List, from the lines below, each one with "their" in it.

Provided entries
--*--
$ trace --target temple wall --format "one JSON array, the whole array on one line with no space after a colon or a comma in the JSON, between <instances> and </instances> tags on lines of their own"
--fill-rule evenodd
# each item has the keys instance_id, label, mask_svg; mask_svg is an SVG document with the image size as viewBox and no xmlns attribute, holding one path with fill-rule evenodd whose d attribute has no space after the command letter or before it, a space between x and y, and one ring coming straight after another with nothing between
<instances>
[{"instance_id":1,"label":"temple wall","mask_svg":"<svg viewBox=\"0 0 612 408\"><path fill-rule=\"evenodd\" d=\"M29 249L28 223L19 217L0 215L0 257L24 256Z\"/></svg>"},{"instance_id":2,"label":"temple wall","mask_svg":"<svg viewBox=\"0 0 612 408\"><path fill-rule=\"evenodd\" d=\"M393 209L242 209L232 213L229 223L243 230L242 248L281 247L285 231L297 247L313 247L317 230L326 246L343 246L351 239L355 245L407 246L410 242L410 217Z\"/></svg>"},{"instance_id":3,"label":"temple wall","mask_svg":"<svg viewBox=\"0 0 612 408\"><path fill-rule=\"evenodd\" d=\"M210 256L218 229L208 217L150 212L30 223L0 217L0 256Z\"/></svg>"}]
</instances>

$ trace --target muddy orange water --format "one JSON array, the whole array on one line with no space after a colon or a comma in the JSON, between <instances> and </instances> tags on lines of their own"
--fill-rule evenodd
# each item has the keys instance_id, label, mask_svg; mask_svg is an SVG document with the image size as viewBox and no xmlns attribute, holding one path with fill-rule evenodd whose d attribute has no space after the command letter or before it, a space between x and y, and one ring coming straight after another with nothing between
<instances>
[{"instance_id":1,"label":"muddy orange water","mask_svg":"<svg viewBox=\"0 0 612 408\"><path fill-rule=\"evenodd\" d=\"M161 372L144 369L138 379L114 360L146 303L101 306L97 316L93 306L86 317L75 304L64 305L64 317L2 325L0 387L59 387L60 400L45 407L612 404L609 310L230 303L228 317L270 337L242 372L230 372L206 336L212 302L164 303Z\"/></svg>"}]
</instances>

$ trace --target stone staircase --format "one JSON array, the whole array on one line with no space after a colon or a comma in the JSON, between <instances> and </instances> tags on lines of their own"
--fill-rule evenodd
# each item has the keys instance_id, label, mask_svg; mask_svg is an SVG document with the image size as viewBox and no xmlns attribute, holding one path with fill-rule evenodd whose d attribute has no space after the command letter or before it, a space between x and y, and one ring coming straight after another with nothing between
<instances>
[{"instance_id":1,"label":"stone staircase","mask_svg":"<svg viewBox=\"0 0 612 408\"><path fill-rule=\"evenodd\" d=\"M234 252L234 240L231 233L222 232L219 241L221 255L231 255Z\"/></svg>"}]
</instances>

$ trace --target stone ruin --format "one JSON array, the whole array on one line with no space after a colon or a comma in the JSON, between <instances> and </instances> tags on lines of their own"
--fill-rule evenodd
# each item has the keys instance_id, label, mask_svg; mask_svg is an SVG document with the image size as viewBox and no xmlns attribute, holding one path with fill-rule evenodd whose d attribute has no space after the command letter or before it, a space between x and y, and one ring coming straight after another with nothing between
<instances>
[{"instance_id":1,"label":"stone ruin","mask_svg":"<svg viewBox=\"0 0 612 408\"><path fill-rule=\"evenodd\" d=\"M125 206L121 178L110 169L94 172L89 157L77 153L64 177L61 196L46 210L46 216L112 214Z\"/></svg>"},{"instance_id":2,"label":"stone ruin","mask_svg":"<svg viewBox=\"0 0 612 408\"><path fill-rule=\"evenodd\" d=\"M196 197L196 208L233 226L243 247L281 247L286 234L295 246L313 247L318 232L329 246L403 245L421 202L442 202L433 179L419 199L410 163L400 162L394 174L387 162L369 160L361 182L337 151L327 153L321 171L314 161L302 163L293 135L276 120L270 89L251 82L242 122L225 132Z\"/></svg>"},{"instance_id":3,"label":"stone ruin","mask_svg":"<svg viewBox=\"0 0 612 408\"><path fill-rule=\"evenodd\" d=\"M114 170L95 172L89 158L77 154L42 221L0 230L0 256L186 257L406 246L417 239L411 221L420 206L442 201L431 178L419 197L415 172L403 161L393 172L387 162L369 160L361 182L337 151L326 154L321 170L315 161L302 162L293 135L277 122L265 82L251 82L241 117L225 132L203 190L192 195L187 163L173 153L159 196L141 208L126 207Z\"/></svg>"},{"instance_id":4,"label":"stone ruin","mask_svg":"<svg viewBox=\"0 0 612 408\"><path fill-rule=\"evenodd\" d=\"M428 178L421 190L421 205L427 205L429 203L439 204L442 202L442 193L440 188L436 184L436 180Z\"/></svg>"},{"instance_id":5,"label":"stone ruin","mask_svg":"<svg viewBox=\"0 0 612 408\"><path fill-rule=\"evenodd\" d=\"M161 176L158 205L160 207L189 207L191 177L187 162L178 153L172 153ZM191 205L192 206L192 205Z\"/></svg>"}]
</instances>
--*--
Task solution
$ trace --target temple wall --format "one JSON array, the whole array on one line with no space after a colon or a comma in the JSON, between <instances> and </instances> tags on lines of their own"
$ trace --target muddy orange water --format "one JSON array, the whole array on one line with no space after a colon or a comma in the JSON, between <instances> and </instances> tags on lines of their own"
$ trace --target stone staircase --format "one JSON array, the whole array on one line with no space after a colon or a comma in the JSON, between <instances> and </instances> tags on lines of their own"
$ trace --target stone ruin --format "one JSON array, the whole array on one line with no space after a colon or a comma in the JSON, between <instances> and </instances> tags on lines of their own"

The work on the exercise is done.